◆ Provided records ◆

—————

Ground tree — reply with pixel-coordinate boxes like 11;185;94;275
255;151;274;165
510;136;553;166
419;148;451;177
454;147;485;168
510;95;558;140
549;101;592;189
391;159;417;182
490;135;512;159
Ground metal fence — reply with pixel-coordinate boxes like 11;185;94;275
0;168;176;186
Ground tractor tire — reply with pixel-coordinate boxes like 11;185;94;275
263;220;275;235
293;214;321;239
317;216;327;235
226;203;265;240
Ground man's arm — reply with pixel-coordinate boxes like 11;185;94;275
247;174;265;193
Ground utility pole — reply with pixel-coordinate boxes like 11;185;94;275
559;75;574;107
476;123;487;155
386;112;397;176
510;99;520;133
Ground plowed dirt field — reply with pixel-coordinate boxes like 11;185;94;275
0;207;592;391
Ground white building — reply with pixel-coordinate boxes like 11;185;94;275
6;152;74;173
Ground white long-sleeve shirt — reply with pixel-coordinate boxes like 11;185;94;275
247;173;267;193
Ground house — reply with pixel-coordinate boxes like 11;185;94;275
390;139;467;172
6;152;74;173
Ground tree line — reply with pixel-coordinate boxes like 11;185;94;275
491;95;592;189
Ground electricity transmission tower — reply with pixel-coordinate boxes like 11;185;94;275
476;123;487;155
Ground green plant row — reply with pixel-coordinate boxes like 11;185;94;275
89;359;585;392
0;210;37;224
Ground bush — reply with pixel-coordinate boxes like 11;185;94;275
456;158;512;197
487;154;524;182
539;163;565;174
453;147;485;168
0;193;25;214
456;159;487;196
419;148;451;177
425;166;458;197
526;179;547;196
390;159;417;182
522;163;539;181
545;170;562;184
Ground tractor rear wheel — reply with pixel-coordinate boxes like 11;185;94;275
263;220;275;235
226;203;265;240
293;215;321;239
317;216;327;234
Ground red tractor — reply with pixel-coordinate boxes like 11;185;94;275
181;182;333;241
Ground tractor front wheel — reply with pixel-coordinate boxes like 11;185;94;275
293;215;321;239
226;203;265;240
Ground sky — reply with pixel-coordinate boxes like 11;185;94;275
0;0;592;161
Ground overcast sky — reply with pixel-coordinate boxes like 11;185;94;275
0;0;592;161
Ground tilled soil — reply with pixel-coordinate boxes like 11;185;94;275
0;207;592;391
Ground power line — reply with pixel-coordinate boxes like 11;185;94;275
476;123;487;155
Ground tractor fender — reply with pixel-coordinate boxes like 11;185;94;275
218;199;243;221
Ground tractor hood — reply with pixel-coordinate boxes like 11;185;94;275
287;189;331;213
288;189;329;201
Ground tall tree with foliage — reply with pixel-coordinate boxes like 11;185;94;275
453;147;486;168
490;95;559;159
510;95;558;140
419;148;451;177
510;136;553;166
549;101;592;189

—————

◆ Task ◆
Can you reproduce the listing lines starting with the line with "Ground electricity transmission" and going on through the line with "0;210;37;224", switching "green plant row" to "green crop row" and keeping everything else unchanged?

◆ Written reply ◆
Ground electricity transmission tower — reply with pixel-coordinate boxes like 11;185;94;275
476;123;487;155
Ground green crop row — reply with pixel-coordinate boxes like 11;185;94;275
89;359;585;392
0;210;37;224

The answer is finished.